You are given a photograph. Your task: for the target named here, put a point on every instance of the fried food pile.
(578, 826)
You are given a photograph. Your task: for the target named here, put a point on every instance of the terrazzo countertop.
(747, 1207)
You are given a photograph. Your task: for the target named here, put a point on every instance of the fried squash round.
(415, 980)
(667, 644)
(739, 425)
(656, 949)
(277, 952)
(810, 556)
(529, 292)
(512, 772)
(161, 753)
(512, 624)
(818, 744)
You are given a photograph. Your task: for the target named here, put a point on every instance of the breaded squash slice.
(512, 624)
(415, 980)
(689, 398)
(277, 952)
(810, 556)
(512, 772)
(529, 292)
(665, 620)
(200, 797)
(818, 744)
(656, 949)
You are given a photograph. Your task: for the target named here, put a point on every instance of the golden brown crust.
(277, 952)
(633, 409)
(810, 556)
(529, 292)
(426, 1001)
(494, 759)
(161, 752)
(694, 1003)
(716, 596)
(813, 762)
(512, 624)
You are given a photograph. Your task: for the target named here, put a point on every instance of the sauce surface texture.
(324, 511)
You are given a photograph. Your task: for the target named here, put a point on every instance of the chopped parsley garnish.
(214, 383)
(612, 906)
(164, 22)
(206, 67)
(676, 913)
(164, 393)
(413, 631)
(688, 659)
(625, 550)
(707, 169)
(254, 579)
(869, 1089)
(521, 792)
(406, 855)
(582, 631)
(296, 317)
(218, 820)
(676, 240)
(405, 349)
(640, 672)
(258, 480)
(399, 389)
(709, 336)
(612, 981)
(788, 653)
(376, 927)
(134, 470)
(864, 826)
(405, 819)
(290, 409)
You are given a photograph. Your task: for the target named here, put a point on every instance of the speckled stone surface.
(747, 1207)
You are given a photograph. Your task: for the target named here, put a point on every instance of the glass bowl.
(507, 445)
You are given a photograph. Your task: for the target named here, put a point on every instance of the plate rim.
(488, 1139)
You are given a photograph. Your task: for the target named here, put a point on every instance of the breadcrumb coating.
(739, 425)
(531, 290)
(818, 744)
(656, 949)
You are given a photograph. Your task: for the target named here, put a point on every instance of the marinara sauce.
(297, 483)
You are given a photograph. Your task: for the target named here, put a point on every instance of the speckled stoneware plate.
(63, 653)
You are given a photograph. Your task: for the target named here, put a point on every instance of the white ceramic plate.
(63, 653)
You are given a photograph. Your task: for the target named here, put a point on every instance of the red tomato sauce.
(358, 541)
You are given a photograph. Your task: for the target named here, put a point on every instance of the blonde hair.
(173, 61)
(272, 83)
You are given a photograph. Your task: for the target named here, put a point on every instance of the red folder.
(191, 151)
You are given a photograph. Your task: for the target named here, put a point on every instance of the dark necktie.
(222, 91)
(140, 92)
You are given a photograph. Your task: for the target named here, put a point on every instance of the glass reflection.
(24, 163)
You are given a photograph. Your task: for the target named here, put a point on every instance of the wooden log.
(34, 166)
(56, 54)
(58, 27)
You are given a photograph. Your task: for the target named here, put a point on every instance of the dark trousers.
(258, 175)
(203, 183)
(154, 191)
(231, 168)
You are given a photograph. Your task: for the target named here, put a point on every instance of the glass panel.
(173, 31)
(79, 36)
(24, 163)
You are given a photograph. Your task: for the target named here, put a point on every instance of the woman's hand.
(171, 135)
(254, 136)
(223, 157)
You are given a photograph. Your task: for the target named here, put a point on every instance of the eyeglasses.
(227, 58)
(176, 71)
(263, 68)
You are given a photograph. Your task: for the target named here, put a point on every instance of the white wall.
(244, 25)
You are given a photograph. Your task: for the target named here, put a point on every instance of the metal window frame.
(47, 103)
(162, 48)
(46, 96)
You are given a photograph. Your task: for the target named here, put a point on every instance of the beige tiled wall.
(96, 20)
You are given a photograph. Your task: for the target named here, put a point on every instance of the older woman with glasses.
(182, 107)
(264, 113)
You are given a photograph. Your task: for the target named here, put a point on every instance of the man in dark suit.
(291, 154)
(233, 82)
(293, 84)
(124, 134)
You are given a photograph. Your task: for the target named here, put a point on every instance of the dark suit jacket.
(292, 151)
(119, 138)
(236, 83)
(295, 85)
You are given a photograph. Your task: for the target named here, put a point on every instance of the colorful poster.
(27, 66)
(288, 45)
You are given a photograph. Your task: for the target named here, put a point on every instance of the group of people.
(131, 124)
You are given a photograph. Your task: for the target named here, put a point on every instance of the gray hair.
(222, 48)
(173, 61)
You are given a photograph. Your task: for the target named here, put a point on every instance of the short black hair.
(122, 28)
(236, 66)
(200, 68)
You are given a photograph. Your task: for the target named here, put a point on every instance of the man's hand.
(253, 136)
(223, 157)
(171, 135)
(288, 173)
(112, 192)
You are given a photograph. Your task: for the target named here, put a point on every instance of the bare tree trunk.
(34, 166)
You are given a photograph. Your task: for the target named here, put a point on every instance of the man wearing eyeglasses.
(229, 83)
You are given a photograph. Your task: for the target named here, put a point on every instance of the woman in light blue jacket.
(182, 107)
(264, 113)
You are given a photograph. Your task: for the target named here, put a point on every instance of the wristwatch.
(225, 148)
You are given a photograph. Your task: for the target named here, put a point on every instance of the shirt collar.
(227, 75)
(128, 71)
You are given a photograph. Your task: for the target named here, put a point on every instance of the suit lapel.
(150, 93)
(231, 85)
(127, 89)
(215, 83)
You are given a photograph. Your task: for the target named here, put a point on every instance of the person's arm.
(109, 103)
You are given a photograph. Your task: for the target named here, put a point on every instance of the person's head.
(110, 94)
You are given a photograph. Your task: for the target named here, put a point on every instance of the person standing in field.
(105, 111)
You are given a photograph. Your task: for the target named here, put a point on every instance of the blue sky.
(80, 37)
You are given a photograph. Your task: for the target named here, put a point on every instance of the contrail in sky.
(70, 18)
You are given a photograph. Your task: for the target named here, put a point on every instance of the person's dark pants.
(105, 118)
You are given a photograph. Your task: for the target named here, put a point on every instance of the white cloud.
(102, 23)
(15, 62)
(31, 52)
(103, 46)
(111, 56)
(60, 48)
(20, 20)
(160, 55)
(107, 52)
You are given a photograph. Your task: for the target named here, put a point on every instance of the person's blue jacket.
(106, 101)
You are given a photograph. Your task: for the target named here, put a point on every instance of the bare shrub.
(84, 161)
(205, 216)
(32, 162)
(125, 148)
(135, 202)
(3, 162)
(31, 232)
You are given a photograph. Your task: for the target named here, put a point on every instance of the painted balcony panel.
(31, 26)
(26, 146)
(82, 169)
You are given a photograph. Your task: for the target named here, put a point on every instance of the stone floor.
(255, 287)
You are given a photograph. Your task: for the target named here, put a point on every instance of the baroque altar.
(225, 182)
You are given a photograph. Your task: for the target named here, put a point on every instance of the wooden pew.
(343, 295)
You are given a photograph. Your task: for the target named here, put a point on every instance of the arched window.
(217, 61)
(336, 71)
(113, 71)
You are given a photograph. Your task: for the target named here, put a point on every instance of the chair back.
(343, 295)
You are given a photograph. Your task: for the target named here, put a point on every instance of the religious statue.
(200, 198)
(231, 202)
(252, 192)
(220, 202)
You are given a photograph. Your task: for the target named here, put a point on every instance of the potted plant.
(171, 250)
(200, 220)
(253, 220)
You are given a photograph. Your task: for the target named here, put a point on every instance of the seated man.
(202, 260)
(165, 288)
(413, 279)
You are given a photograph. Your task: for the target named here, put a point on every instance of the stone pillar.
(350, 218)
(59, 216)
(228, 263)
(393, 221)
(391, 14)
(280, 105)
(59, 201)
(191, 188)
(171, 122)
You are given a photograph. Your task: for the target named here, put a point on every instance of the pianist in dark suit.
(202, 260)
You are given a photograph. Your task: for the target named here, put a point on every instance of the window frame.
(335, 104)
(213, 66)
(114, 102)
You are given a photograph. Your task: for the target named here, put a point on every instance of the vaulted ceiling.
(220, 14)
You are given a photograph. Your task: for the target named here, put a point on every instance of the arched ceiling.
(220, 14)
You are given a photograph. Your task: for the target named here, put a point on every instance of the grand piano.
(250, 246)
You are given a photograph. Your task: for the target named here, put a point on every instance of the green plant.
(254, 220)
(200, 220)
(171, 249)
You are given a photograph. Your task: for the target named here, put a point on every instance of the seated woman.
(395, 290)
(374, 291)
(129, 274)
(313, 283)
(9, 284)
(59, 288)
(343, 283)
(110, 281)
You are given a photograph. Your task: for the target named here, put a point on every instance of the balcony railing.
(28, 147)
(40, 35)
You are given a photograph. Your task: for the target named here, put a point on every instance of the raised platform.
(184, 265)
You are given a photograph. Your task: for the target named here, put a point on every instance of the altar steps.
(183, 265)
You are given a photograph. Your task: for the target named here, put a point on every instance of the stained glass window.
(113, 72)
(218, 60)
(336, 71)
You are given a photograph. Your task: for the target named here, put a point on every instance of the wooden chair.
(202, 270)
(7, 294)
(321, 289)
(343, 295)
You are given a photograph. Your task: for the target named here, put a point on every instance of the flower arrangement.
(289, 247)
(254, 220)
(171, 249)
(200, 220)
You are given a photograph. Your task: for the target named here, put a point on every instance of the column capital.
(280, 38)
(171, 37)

==*==

Problem to solve — Each line from the one holding "the wooden chair." to the end of the data above goes into the answer exactly as written, and no other line does.

Answer box —
You are given a photograph. Your task: for the target named here, put a point on every instance of the wooden chair.
(202, 270)
(7, 294)
(321, 289)
(343, 295)
You are given a photograph. Your task: for the target named here, put a point on every instance of the flower arrangement.
(289, 247)
(254, 220)
(171, 249)
(200, 220)
You are given a photograph. Your task: for the target named here, put a point on every instance of the column capital.
(280, 38)
(171, 37)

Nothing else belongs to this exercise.